> [WHAT IS NEEDED]
The range runs from the line containing "Crossing-audit request: pin" to the last line of the entries. Restate those lines word for word, without the pictures.

━━━ ENTRIES SHOWN

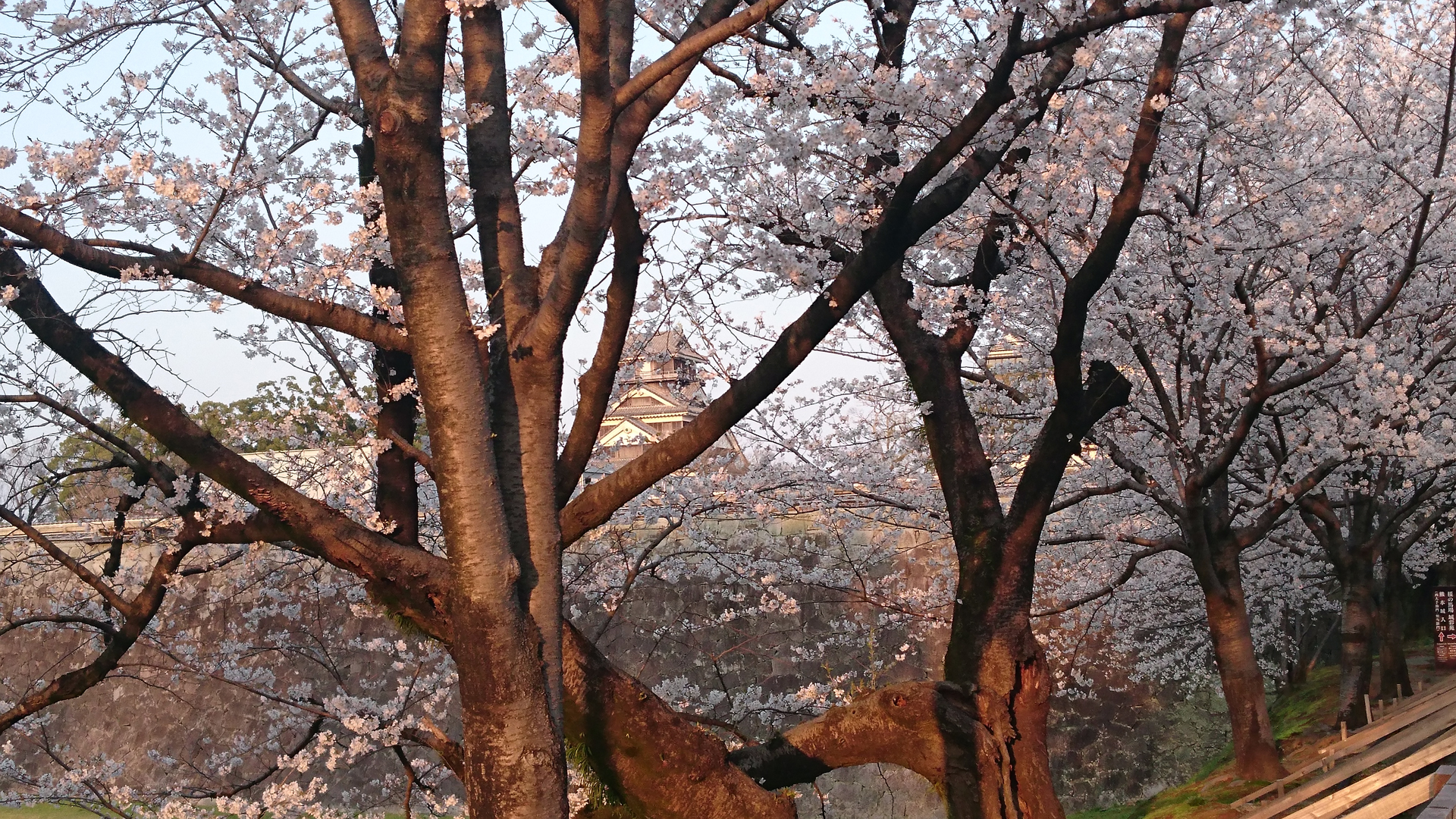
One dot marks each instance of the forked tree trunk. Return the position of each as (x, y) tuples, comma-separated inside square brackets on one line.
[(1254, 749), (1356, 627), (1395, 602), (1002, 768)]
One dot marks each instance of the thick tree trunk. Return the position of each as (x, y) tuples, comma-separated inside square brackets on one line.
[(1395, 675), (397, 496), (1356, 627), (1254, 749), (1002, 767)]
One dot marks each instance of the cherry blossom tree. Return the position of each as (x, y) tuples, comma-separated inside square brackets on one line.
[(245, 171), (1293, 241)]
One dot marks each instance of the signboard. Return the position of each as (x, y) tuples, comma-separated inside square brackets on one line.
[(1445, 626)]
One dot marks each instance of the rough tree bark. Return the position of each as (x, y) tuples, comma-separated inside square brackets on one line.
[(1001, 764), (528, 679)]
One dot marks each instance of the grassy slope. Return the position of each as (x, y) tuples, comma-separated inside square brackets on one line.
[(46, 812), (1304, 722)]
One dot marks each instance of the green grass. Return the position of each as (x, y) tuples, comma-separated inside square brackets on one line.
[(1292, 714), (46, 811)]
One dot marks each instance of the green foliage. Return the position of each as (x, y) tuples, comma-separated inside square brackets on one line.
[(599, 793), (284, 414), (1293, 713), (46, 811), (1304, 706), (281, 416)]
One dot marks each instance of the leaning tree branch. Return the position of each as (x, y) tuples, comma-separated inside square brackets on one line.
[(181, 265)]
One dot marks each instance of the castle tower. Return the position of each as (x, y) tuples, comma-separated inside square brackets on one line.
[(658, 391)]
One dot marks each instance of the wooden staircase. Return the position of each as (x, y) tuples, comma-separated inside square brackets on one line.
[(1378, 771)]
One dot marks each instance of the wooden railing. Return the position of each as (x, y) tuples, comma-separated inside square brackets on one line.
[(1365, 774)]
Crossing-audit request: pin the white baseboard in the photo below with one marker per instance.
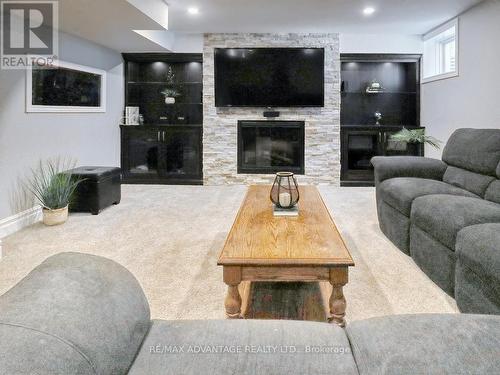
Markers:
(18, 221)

━━━━━━

> [YOUR RESPONSE]
Crossing-audit request: pin the white baseboard in the photo below with one marker per instance.
Markers:
(18, 221)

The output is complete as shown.